───── Supplied information

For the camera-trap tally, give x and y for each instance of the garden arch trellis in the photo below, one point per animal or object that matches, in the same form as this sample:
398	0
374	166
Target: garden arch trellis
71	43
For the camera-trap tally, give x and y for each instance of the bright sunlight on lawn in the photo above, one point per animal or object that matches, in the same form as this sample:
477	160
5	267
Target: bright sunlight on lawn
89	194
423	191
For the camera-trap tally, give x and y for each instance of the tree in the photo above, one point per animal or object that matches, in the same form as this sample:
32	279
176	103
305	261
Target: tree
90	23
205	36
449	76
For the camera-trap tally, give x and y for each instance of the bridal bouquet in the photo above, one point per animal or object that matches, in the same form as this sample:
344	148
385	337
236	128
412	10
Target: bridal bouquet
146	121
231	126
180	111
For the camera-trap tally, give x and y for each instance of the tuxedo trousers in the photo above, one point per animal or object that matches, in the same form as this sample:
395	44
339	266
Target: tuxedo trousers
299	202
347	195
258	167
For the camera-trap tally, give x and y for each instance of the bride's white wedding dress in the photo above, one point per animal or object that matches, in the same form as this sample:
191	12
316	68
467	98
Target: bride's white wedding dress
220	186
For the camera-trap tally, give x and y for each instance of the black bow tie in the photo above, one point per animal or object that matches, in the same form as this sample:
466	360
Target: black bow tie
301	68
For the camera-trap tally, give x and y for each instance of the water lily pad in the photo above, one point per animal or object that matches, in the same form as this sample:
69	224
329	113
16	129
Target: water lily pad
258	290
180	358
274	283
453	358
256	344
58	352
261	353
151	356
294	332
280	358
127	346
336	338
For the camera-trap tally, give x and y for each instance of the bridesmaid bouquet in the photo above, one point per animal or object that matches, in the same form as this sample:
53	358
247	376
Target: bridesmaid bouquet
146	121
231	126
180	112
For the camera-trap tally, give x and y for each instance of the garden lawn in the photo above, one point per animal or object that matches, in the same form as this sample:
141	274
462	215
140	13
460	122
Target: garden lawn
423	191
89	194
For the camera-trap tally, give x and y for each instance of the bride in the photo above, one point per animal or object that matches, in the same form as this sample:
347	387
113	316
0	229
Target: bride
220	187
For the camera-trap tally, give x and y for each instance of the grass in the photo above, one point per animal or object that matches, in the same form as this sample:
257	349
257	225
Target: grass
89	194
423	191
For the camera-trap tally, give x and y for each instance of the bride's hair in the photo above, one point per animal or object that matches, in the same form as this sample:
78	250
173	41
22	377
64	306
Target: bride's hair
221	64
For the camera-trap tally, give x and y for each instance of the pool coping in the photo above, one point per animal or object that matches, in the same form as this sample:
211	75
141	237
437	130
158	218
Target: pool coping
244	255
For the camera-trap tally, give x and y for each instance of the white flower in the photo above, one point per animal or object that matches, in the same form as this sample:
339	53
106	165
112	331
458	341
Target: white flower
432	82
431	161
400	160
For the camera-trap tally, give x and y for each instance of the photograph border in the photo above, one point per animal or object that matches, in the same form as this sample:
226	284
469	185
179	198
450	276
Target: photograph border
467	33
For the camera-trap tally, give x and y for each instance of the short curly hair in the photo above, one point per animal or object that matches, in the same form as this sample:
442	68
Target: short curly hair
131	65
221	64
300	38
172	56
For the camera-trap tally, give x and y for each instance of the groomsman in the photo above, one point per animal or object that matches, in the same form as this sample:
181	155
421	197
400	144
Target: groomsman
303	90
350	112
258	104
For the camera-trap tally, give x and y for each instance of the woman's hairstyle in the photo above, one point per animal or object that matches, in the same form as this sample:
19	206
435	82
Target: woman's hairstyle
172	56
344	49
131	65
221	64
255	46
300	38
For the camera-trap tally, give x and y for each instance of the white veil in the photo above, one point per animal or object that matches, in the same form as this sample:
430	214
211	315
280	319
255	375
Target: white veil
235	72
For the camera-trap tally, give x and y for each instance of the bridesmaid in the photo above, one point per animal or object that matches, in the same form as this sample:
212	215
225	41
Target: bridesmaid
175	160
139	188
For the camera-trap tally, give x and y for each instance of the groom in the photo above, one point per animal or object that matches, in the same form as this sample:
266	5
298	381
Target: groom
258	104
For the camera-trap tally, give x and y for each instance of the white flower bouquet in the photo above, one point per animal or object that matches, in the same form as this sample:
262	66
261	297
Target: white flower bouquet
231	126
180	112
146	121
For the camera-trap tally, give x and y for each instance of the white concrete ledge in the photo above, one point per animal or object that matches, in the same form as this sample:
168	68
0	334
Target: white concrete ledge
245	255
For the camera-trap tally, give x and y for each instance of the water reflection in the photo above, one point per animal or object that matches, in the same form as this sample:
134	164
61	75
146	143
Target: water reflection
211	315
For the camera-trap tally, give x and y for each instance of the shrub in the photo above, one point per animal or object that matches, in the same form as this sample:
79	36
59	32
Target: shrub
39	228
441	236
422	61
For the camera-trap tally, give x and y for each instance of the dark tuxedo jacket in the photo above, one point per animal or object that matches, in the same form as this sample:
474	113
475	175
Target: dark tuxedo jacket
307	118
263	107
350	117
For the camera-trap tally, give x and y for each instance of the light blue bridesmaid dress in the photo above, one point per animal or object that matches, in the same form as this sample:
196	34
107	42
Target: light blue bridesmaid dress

──────────

● Stated task
Write out all of the lines above again without changing a word, number, or space.

● Completed task
For the camera-trap tally, give x and y for each instance of the garden arch trellis in the photo below, one point per animal or object that matches, in the same form as this sample:
398	0
374	166
Target: garden arch trellis
71	43
For the camera-trap tally, give x and y for each instance of the bright sunlight on lawn in the photo above, one point per animal or object that matches, in the same form as this sample:
477	160
5	267
Target: bright sunlight on lawn
89	194
423	191
For the camera-trap tally, give x and y for each instance of the tree in the photo above, one point per animal or object that matches, in the same form as this sample:
32	279
176	103
305	261
Target: tree
90	23
205	36
449	76
For the camera-trap tally, give x and y for each instance of the bridal bouquet in the photo above, one point per animal or object that matches, in the same form as this sample:
344	148
385	337
236	128
412	10
Target: bridal bouquet
146	121
231	126
180	111
For the camera-trap tally, give x and y for each instance of the tuxedo trousers in the photo above, one point per animal or object that matches, in the same form as this sample:
395	44
339	266
Target: tuxedo trousers
299	202
347	195
258	167
For the camera-trap tally, give x and y for each instance of the bride's white wedding dress in the photo above, one point per animal or object that matches, in the same form as this sample:
191	12
316	68
467	98
Target: bride's white wedding dress
220	186
For the camera-trap tally, give x and y for each instance of the black bow tie in the photo above, one point per animal or object that matches, in the same form as this sample:
466	360
Target: black bow tie
301	68
For the camera-trap tally, give x and y for each instance of the water lily pad in the photo above, one point per animal or object that matches, in the same form as this sample:
69	224
329	113
16	129
Target: water lily pad
258	290
180	358
274	283
453	358
256	344
58	352
261	353
151	356
294	332
280	358
127	346
336	338
For the camera-trap tally, give x and y for each instance of the bridesmaid bouquet in the photo above, one point per animal or object that matches, in the same form as this sample:
53	358
247	376
Target: bridesmaid bouquet
146	121
231	126
180	112
For the camera-trap tally, give x and y for each instance of the garden lawn in the photo above, one point per animal or object that matches, in the same form as this sample:
141	274
462	215
140	13
460	122
Target: garden lawn
423	191
89	194
For the camera-trap tally, give x and y for each instance of the bride in the photo above, one point per animal or object that matches, in the same form as this sample:
347	387
113	316
0	229
Target: bride
220	187
For the camera-trap tally, give x and y for each instance of the grass in the photo above, one point per animal or object that matches, in the same form as this sample:
257	349
257	225
Target: grass
89	194
423	191
For the camera-trap tally, give x and y for each instance of the bride's hair in the photo above, one point per animal or object that matches, in the same form as this sample:
78	250
173	41
22	377
64	306
Target: bride's hair
221	64
For the camera-trap tally, give x and y for each instance of the pool coping in the photo above, one point per animal or object that matches, in the same form as this sample:
211	75
141	237
437	130
158	218
Target: pool coping
244	255
For the camera-trap tally, give x and y for each instance of the white flower in the photo above, one point per animal or object that matches, in the same form as this sample:
339	53
106	165
112	331
458	341
Target: white flower
432	82
431	161
400	160
For the camera-trap tally, give x and y for each instance of the photograph border in the photo above, one point per animal or object that matches, in the same form as this sample:
226	284
469	185
179	198
450	276
Target: photograph border
467	33
For the camera-trap tally, give x and y for each instance of the short curly hair in the photo above, one point per animal or object that matches, in the same form as this sample:
442	68
Target: short curly hair
131	65
221	64
300	38
172	56
For the camera-trap tally, give x and y for each instance of the groomsman in the photo above, one point per animal or object that matches, in the same form as this sample:
181	155
421	197
400	144
Target: groomsman
303	90
350	112
258	104
For the camera-trap tally, give x and y for each instance of the woman's hairstyle in the photo above, one point per animal or object that matches, in the same form as this sample:
19	206
435	82
Target: woman's hairstyle
172	56
344	49
131	65
221	64
255	46
300	38
For the camera-trap tally, give x and y for each instance of the white veil in the photo above, one point per animal or object that matches, in the same form as this sample:
430	214
211	315
280	319
255	375
Target: white veil
235	72
For the camera-trap tally, give x and y for each instance of the bridesmaid in the photo above, one point per animal or object that matches, in the same form as this sample:
212	215
225	41
Target: bridesmaid
175	160
139	188
For the camera-trap tally, give x and y for each instance of the groom in the photo above, one point per animal or object that matches, in the same form as this sample:
266	5
298	381
Target: groom
258	104
For the camera-trap tally, give x and y for each instance of the white flower bouquet in the photo above, one point per animal or object that matches, in the same form as this sample:
262	66
261	297
Target: white flower bouquet
231	126
180	112
146	121
For the camera-trap tally, give x and y for each instance of the white concrete ledge in the photo above, one point per animal or object that matches, in the same form as this sample:
168	68
0	334
Target: white concrete ledge
245	255
For the camera-trap tally, give x and y for each instance of the water reflection in the photo above, one point per animal or object that matches, in the same form as this sample:
134	164
61	75
146	143
Target: water reflection
211	315
For the camera-trap tally, give x and y for each instance of the shrub in the photo above, one point per animal or object that matches, in the same form as this sample:
79	36
59	32
Target: shrub
39	228
441	236
422	61
For the camera-trap tally, give x and y for each instance of the dark tuxedo jacket in the photo above, one point per animal or object that matches, in the same form as this sample:
474	113
475	175
Target: dark tuxedo jacket
307	118
263	107
350	117
For the camera-trap tally, give x and y for each instance of the light blue bridesmaid dress in the photo above, one point per animal or object that matches, in the same form as this sample:
196	34
107	42
Target: light blue bridesmaid dress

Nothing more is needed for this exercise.